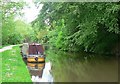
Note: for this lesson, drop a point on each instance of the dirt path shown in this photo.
(6, 48)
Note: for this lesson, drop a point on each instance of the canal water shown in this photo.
(74, 67)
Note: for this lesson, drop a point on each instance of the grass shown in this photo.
(13, 67)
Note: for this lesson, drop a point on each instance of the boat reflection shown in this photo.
(40, 72)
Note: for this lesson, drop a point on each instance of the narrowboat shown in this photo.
(33, 52)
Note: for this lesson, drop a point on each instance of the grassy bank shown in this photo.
(13, 67)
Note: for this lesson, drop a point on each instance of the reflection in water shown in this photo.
(40, 72)
(82, 67)
(74, 67)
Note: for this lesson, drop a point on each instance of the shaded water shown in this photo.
(82, 67)
(74, 67)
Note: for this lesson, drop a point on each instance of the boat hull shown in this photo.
(36, 59)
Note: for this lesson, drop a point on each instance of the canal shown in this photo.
(74, 67)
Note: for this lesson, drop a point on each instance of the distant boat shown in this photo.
(33, 52)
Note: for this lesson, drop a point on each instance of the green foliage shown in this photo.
(92, 27)
(13, 67)
(15, 31)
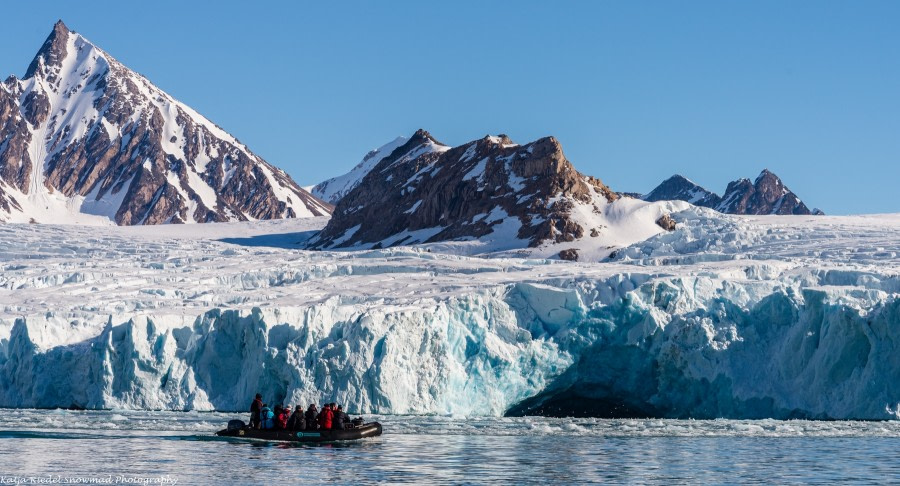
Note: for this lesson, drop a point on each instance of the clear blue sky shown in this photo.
(635, 91)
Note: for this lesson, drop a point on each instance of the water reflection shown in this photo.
(453, 451)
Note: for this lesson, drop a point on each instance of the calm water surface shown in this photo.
(121, 447)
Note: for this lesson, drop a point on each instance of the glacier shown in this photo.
(727, 316)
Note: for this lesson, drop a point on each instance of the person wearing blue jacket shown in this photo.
(266, 418)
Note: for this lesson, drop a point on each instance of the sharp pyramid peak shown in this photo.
(53, 51)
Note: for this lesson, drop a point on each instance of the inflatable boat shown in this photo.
(238, 429)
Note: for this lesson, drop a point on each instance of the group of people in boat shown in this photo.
(331, 417)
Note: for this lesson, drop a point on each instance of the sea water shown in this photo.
(140, 447)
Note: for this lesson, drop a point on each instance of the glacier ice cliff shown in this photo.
(734, 317)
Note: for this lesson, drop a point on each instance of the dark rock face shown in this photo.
(570, 254)
(666, 222)
(88, 126)
(424, 192)
(766, 195)
(680, 188)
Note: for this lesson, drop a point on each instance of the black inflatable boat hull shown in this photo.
(367, 430)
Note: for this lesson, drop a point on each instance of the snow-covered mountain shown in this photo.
(740, 317)
(487, 196)
(85, 139)
(681, 188)
(766, 195)
(335, 188)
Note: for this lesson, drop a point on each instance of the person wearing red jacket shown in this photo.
(326, 417)
(282, 417)
(255, 408)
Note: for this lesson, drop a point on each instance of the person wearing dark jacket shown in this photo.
(311, 415)
(297, 420)
(326, 417)
(281, 417)
(255, 407)
(340, 418)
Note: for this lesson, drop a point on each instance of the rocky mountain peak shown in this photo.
(88, 140)
(529, 193)
(51, 53)
(765, 195)
(681, 188)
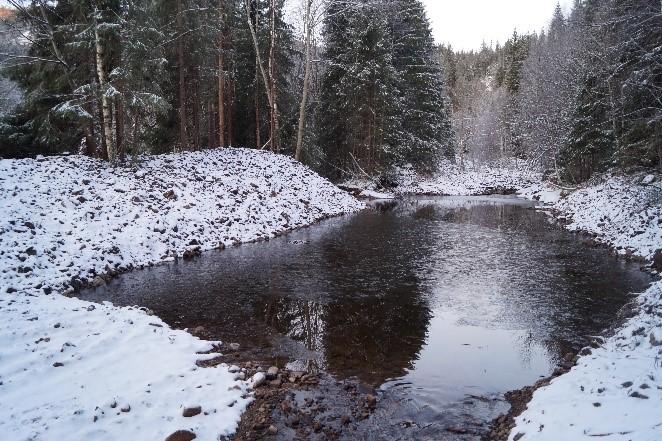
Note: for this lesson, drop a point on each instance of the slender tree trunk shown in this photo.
(230, 113)
(119, 128)
(196, 113)
(308, 22)
(221, 75)
(183, 138)
(273, 116)
(106, 105)
(252, 27)
(210, 123)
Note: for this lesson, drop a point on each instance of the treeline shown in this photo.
(111, 78)
(582, 96)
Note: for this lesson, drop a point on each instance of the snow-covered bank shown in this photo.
(73, 370)
(624, 212)
(472, 180)
(67, 219)
(78, 371)
(615, 391)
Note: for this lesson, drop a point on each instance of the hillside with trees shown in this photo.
(358, 88)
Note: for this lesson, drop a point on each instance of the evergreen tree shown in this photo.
(426, 121)
(362, 103)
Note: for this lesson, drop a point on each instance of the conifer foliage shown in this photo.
(382, 91)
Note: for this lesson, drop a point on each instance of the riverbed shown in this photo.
(437, 304)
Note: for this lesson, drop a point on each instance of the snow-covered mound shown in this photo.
(474, 179)
(67, 219)
(615, 392)
(74, 370)
(624, 212)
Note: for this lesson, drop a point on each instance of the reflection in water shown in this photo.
(432, 300)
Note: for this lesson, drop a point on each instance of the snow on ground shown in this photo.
(615, 392)
(73, 370)
(73, 217)
(68, 372)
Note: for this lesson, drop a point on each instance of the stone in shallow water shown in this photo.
(181, 435)
(191, 411)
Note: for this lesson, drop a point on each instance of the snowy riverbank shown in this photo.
(615, 391)
(74, 370)
(451, 180)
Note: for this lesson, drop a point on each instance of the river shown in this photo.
(439, 304)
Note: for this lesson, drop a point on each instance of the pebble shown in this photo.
(191, 411)
(181, 435)
(272, 373)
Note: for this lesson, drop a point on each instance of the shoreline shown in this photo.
(187, 249)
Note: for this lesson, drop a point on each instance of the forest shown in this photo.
(319, 220)
(354, 87)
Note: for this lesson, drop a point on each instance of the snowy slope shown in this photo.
(74, 217)
(74, 370)
(615, 392)
(451, 180)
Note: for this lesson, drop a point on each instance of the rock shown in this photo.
(272, 373)
(648, 179)
(181, 435)
(657, 260)
(191, 411)
(97, 282)
(286, 407)
(191, 252)
(258, 380)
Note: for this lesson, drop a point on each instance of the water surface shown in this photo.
(441, 303)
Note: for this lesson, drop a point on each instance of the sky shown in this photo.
(465, 24)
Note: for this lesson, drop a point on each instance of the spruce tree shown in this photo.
(425, 122)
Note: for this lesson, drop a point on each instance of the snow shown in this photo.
(452, 180)
(473, 180)
(112, 359)
(72, 217)
(622, 211)
(615, 392)
(372, 194)
(69, 367)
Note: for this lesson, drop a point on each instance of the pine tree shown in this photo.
(360, 90)
(425, 122)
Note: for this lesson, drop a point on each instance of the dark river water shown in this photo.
(441, 303)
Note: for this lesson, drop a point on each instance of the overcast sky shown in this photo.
(465, 24)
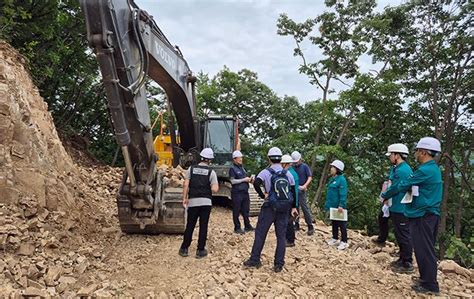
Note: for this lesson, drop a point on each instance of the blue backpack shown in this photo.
(280, 196)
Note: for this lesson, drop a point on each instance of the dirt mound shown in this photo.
(51, 210)
(59, 233)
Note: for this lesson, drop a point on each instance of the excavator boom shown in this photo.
(130, 47)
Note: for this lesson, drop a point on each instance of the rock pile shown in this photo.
(59, 234)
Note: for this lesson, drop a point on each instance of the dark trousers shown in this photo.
(266, 217)
(290, 230)
(303, 203)
(240, 206)
(423, 232)
(402, 234)
(383, 227)
(203, 213)
(336, 224)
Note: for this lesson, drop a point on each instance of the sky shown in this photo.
(243, 34)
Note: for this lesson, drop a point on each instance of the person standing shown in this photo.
(397, 154)
(305, 177)
(336, 198)
(269, 214)
(240, 194)
(199, 184)
(426, 187)
(286, 162)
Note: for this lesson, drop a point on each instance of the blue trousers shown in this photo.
(402, 234)
(266, 217)
(423, 232)
(240, 205)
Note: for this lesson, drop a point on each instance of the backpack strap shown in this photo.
(271, 170)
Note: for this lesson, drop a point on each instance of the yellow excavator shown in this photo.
(130, 47)
(162, 144)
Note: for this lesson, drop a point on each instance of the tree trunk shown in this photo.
(464, 189)
(444, 201)
(325, 171)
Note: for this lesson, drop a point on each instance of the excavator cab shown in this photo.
(221, 134)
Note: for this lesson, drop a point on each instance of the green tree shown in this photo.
(430, 44)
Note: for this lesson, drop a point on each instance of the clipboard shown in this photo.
(408, 198)
(334, 214)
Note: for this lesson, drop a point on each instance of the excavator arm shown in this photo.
(129, 46)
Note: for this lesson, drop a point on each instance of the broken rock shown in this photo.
(26, 249)
(53, 274)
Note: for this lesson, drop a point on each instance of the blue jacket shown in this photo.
(295, 176)
(336, 192)
(430, 189)
(399, 173)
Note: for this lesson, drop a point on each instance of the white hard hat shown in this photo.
(286, 159)
(207, 153)
(338, 164)
(236, 154)
(429, 143)
(296, 156)
(397, 148)
(274, 152)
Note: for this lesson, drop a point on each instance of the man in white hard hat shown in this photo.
(426, 186)
(240, 193)
(336, 198)
(397, 154)
(287, 164)
(199, 184)
(271, 212)
(305, 177)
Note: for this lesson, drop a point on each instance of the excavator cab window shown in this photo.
(220, 136)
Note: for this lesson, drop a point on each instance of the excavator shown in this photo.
(130, 48)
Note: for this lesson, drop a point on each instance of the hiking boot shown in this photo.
(201, 253)
(422, 290)
(239, 231)
(252, 264)
(183, 252)
(416, 281)
(342, 246)
(297, 226)
(378, 242)
(397, 263)
(277, 268)
(406, 267)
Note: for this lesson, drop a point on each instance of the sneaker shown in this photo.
(252, 264)
(404, 268)
(422, 290)
(183, 252)
(201, 253)
(239, 231)
(277, 268)
(342, 246)
(397, 263)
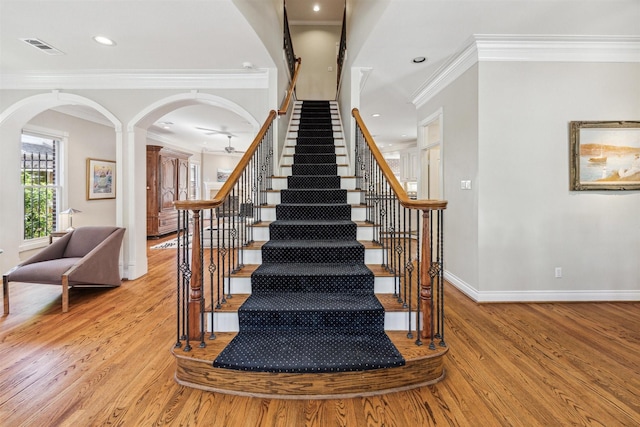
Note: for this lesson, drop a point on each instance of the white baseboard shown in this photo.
(541, 296)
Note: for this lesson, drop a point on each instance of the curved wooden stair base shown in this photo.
(423, 367)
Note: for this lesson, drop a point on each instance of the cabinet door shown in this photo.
(183, 179)
(168, 171)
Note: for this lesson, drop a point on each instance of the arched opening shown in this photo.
(86, 130)
(203, 120)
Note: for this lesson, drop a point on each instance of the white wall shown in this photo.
(85, 140)
(529, 222)
(132, 111)
(316, 45)
(459, 103)
(506, 130)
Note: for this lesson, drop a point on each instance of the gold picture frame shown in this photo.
(604, 155)
(101, 179)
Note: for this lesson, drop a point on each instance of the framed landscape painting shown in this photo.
(101, 179)
(605, 155)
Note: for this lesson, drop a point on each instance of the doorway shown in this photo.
(430, 145)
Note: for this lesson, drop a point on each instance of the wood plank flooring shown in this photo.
(108, 362)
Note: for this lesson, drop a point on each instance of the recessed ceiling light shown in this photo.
(105, 41)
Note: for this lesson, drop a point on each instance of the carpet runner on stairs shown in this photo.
(312, 306)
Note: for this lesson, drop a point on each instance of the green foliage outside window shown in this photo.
(38, 207)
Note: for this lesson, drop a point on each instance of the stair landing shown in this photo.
(423, 367)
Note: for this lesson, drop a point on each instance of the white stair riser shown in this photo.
(253, 256)
(381, 285)
(357, 213)
(346, 183)
(261, 234)
(353, 197)
(288, 160)
(291, 149)
(285, 170)
(228, 321)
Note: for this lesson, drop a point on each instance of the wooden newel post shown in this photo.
(425, 277)
(195, 294)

------------------------------------------------------------------------

**Exercise description**
Every line from the line containing "frame shown in this photo." to the last line of the material above must be repeated exactly, and no other line.

**Output for this task**
Note: for this lesson, drop a point on each instance of the gold picture frame shown in this photo.
(604, 155)
(101, 179)
Note: for this lesson, drop a point on each instance of the framed landscape painting shown in this photo.
(101, 179)
(605, 155)
Note: for this lesson, drop a point on each instance of the doorway shown in this photo.
(430, 145)
Note: for this lesson, drop a point on each instance of the wood plank flooring shown in this photo.
(108, 362)
Note: for this lesson, drop a point on each instance of the recessed ceiling light shown in this photo.
(105, 41)
Note: for this lesson, drop a point on each instance of the carpet runner on stairs shown in this photo.
(312, 306)
Note: for this lesson, drop a point on each instance of the green foliage outside window shown in this photo.
(38, 207)
Note: for this lesson, drop a point on each instance of the stair landing shown in this photo.
(423, 367)
Note: for this lesson, drop a point on each instance of the white stair riser shown in this photo.
(253, 256)
(381, 285)
(357, 213)
(346, 183)
(261, 234)
(353, 197)
(288, 160)
(291, 149)
(285, 170)
(228, 321)
Note: for this lesson, drop a point on each instance of the wooden newel post shown in this photo.
(425, 277)
(195, 294)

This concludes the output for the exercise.